Input >>
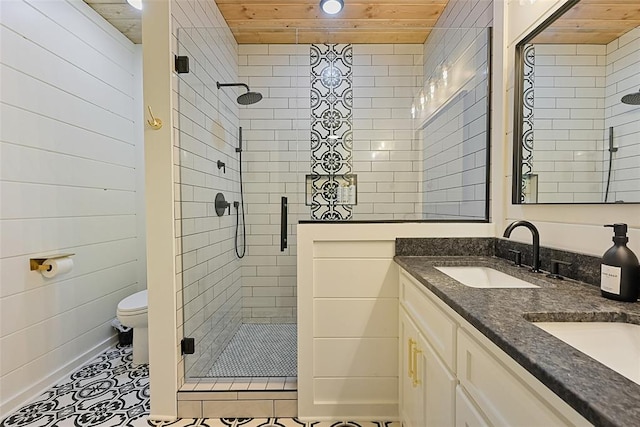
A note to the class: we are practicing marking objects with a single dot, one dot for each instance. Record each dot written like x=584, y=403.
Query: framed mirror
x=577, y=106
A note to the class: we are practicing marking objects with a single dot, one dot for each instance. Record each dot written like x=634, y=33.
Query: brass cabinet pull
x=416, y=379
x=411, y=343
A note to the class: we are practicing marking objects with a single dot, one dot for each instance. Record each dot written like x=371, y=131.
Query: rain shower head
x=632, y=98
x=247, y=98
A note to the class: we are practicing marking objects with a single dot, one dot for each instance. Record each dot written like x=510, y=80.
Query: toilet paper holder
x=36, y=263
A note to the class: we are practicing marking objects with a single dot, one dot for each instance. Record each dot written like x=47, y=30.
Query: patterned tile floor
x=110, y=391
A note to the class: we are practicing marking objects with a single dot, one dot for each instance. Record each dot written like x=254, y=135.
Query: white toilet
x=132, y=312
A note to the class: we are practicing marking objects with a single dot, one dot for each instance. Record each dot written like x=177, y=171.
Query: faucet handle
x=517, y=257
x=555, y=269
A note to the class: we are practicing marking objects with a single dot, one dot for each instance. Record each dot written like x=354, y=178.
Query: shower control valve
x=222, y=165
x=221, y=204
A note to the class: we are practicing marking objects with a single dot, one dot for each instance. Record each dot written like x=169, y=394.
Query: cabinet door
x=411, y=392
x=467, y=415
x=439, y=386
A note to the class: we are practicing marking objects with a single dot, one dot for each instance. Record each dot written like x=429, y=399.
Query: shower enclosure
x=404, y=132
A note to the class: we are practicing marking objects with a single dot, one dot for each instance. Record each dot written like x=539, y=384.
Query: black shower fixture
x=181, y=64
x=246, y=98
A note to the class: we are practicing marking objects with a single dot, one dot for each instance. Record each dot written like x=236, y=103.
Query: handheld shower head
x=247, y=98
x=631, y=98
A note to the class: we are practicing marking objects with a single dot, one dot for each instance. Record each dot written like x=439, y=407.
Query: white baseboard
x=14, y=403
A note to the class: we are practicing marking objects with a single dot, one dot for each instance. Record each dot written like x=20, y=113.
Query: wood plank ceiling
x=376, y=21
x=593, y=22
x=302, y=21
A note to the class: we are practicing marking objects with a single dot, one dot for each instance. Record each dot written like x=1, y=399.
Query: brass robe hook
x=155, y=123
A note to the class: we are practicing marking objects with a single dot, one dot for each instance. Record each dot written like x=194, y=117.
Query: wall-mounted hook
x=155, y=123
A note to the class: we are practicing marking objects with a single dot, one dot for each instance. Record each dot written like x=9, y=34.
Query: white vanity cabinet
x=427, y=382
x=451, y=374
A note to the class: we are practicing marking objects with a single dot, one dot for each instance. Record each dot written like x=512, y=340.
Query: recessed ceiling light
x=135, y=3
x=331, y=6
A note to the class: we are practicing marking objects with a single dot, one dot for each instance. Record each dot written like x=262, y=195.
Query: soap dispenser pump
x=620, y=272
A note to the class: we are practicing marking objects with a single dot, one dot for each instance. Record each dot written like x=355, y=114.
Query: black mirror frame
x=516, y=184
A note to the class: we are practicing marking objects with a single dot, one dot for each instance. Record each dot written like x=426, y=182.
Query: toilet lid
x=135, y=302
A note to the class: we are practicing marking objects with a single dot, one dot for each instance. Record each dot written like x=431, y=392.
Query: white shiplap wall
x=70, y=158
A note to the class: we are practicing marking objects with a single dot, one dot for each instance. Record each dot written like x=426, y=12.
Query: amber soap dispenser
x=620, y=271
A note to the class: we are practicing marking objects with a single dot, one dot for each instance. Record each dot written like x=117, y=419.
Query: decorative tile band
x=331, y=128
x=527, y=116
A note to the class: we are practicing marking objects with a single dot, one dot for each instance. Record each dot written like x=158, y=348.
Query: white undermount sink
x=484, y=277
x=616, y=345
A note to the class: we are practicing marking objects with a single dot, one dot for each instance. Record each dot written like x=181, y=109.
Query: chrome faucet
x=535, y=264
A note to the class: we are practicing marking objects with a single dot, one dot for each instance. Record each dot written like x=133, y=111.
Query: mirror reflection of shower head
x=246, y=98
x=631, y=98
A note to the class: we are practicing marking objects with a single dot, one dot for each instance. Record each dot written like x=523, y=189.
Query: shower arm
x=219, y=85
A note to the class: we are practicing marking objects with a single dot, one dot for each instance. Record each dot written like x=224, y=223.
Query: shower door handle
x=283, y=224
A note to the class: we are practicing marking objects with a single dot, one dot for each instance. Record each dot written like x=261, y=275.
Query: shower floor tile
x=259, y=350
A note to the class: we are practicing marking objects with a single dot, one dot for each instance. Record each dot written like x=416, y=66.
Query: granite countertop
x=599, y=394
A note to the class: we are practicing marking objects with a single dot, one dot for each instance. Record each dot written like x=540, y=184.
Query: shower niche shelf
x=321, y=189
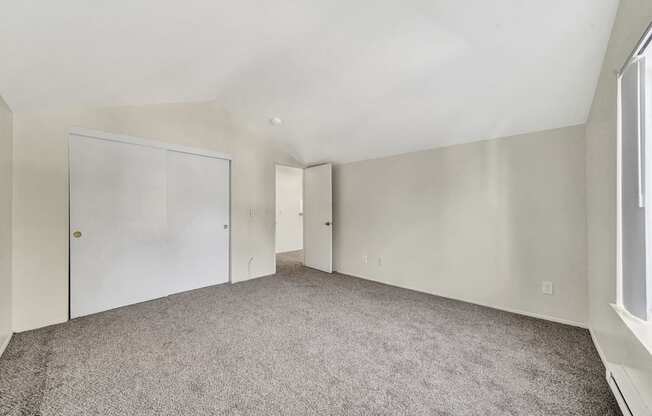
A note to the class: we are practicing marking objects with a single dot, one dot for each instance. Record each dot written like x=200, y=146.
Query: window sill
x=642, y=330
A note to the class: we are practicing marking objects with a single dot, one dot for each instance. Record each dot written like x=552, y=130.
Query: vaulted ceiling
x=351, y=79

Action item >>
Pictures are to be left out. Everything else in the records must be written out exactly.

Exercise solution >>
A note to the class: we are practicing marking objects with a single dot, one dot for each instance. Record each dot written like x=584, y=403.
Query: framed mirror
x=577, y=106
A note to the class: we are practicing marking objects with a single dot, one dot for each instance. Record each dot written like x=634, y=33.
Query: brass cabinet pull
x=416, y=379
x=411, y=343
A note to the class: we are practicing marking objects with a single dot, one dot for each instance. Record each dot written like x=371, y=131.
Query: rain shower head
x=632, y=98
x=247, y=98
A note to the class: we are practicing marking objects with a single dot, one dot for each instance. Record each dot written like x=510, y=80.
Query: toilet paper holder
x=36, y=263
A note to the class: we are practicing marking objects with a single dot, one dot for each instance. Record each dot written like x=47, y=30.
Query: patterned tile floor
x=110, y=391
A note to the class: we are practicing marking objects with a single dot, one dot for each instance. Record each dot written like x=254, y=135.
Query: white toilet
x=132, y=312
A note to the class: we are practicing marking objects with a single dot, one dot for each instance. Record each dot written like x=177, y=171.
Query: faucet handle
x=517, y=257
x=555, y=269
A note to the class: we are practicing marking objects with a single dot, one dot for each instance. Record each dot written like x=354, y=178.
Query: shower control valve
x=222, y=165
x=221, y=204
A note to the class: we are practicing marking objects with a single dot, one dot for each instance. Record each dot written like x=169, y=394.
Query: cabinet door
x=411, y=392
x=467, y=415
x=439, y=386
A note to the class: we are practicing marking objects with a single dot, one dot for each instance. Record each dot written like x=429, y=399.
Query: shower enclosure
x=404, y=132
A note to the class: we are practicing marking objects with a single dot, one dot for each instance. Record each dot written like x=539, y=384.
Query: black shower fixture
x=181, y=64
x=246, y=98
A note to the class: we are practicing marking objects with a single dot, one dot for each instance. Record each dot written like x=236, y=103.
Query: handheld shower head
x=247, y=98
x=631, y=98
A note to the class: we are practicing marking objects with a single dot, one dot for each instance. Record each dot written like x=439, y=407.
Query: white baseboard
x=14, y=403
A note to the class: we are practicing marking objects with a single dot, one dot for each instance. Record each dot written like x=20, y=113.
Query: wood plank ceiling
x=376, y=21
x=593, y=22
x=302, y=21
A note to the class: we are practicing marking objects with a single dot, one dot for each instance. Record each dot written like x=1, y=399.
Query: brass robe hook
x=155, y=123
A note to the class: we are practicing marking objects with a single dot, one dot for each instance. Record each dot written like x=194, y=117.
Query: wall-mounted hook
x=155, y=123
A note to the class: we are practicing marking objects with a single dot, one dot for each instance. Record each dot written like x=9, y=34.
Query: white vanity cabinet
x=427, y=382
x=451, y=374
A note to the class: we are practicing marking objects with a single dot, one dot for each instance. Record each dot written like x=512, y=340.
Query: recessed ceiling light
x=135, y=3
x=331, y=6
A note to the class: we are practicing marking objects with a single dot, one dot for each instance. Record each dot written like x=262, y=195.
Query: soap dispenser pump
x=620, y=272
A note to the class: we are practicing marking objects with a single dot, one dot for each instance. Record each dot written like x=355, y=114.
Query: black mirror frame
x=516, y=184
A note to the class: we are practicing marking objects with a single dot, one dot for each instance. Record each dot written like x=426, y=182.
Query: toilet lid
x=135, y=302
A note to the class: we are practicing marking objects with a single dot, one dot for each instance. Record each dot written like x=431, y=392.
Query: white shiplap wall
x=70, y=158
A note to the class: we are practicing marking objects with a single dot, one dot for each instance. Record each dot written like x=426, y=12.
Query: amber soap dispenser
x=620, y=271
A note to the class: we are practicing marking objects with a single dot, one dot for each instance. Record each dot written like x=117, y=419.
Query: decorative tile band
x=331, y=128
x=527, y=116
A note to the class: we are practicing marking objects with a single dot, one dot for each instance. Record each dot written like x=158, y=348.
Query: white undermount sink
x=484, y=277
x=616, y=345
A note to the class: we are practicing marking objects with a single dot, one dot for each instance. Record each dot written like x=181, y=109.
Query: chrome faucet
x=535, y=264
A note to the class: we are practicing marking objects with a single dot, one dot for each instance. Record each dot written like x=133, y=111.
Query: mirror reflection of shower head
x=246, y=98
x=631, y=98
A note to the class: we are practicing marking objects with a single dot, one dot for each instance. Record each dot written like x=523, y=189.
Query: shower arm
x=219, y=85
A note to the class: we are practicing marking objects with a single dot, one dot for each instance. Record each dot written like x=224, y=223.
Query: shower door handle
x=283, y=224
A note to the class: we are practicing marking objects with a single dot, one dot for each instance. Record each dot written like x=261, y=275.
Query: shower floor tile
x=259, y=350
A note to the class: we are practicing marking objects with a single dot, one dot for each instance. Record each dot written like x=416, y=66.
Query: granite countertop
x=599, y=394
A note to the class: we are practicing marking objects with a single dot, one dot for each instance. Record each dot written like x=540, y=184.
Query: shower niche shelf
x=321, y=189
A note to the class: we are practicing marking objects with a single dot, one dot for each instance. Record each dot written like x=200, y=146.
Query: window sill
x=642, y=330
A note to the class: we are practicing marking objects with a single dot, one dot for each instance. Record each dot written like x=552, y=130.
Query: vaulted ceiling
x=351, y=79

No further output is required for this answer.